● **Text**
• • •
Please discuss this statement in GROUP 1 discussions ONLY.
Katherine Kelly (Texas A& M University)
Rebecca Lenkiewicz’s Her Naked Skin
Like most history plays from Shakespeare onwards, Rebecca Lenkiewicz’s Her Naked Skin distances a contemporary issue--recent western feminism's loss of memory and vitality--by setting it in a place and time in the past, in this case, a period roughly 100 years earlier during the heyday of the British Woman Suffrage movement fractured by the onset of World War I. Lenkiewicz’s first big-stage play, she wrote it “because I felt the suffragettes had been forgotten. . . . I admired their comradeship, strength, and old-fashioned pluck. . . . Feminism has regressed . . . recently. On the news and television . . . there is so much woman as object” (qtd. in www.guardian.co.uk/stage /2008/jun/29/theatre.features).
HNS addresses the present by revising the suffrage past in two ways: fabricating, by way of Radclyffe Hall’s Well of Loneliness, an emotional and sexual backstory missing from most suffrage histories, and darkening the triumphalist narratives of the campaign that have surfaced since the late 1970s, beginning with David Rosen's Rise Up, Women, and continuing with Lisa Tickner's Spectacle of Women. In focusing the play's narrative on what official histories of the campaign have left out--the circulation of affection and sexual passion between movement activists, the challenges to class distinctions and to conventional heterosexual marriages--Lenkiewicz has translated and contemporized suffragists' motives from the quasi-religious zealotry appearing in their own accounts to an emotional-sexual engagement closer to contemporary infatuation. The play’s epigraph, “I freeze and yet am burned,” also refers to the (disguised} passion of a woman from the past, in this case, Elizabeth I describing from her prison cell her desire for an unnamed “monsieur.”
The play’s structure operates at two magnifications: the epic historical story of the fight for the franchise and the intimate love story between a jaded and confused aristocrat and a young working-class seamstress. The middle-aged aristocratic suffragist, Celia Cain, an unhappy wife and mother, begins a love affair with a young, working class suffragette, Eve Douglas, which dwindles as Celia loses interest in Eve. At the play’s end, as the militant suffragette strategy to support the war is revealed, Celia does the unexpected by refusing to return to her husband and home, choosing instead a future of uncertainty and doubt. Lenkiewicz implicitly puts Celia's new life in the hands of the spectators, who must decide the kind of future women will create for themselves in this "post-feminist" age. As the first woman playwright to have a work produced on the National Theatre's largest stage, the Olivier Theatre, Lenkiewicz has not only remade suffrage history but has put her mark on women's theatre history as well.
• • •
● **Given information**
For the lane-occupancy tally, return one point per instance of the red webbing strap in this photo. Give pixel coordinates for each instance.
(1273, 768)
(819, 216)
• • •
● **Objective**
Please write the next paragraph of the commentary on Rebecca Lenkiewicz's Her Naked Skin, picking up after its final sentence.

● **Reply**
The two-part structure of the play caused critics great discomfort. Act 1 Scene 1 opens with a disturbing rendering of Emily Wilding Davison’s preparation to attend the Derby and concludes with newsreel footage of her body being trampled by the horses after she has thrown herself onto the track in a surprise act of suffrage suicide. The effect is large and weighty. Similarly, several of the play’s scenes take place with documentary specificity in Holloway Prison, complete with clanging gates, dark hallways, stark lighting, and culminating in an Act 2 Scene 10 detailed representation of a forced-feeding event, complete with the use of a metal bit for holding the prisoner’s mouth open and her retching when the feeding is over. These scenes carry the “authenticity” of historical accuracy and speak to the role of the female body in conducting the campaign for the vote. In between these scenes, a romance between aristocratic Celia and naïve Eve unfolds, the first lesbian romance for each of them. The intimate love affair allegorizes the personal, emotional dimension of the suffrage movement as the site of spontaneous female passion, friendship, and enjoyment of a cross-class romance, frowned upon by movement leaders as self-indulgent and frivolous rather than disciplined and political. Critics lamented the shift between epic frame and personal love story: “Did an intensely political story of women’s politics have to be centred around a messy lesbian love affair?” asked otherwise positive reviewer Natalie Bennett (mylondonyourlondon.com/?p=188) , as if the affair had been tacked on as a faddish afterthought. Lenkiewicz worked in the lesbian cross-class affair mindful of another significant moment in women’s history falling very close to the suffrage movement: the publication of Radclyffe Hall’s The Well of Loneliness, the first British novel to account for a lesbian affair (www.nationaltheatre.org.uk/37491/bookshop-talk/rebecca-lenkiewicz-on-her-naked-skin).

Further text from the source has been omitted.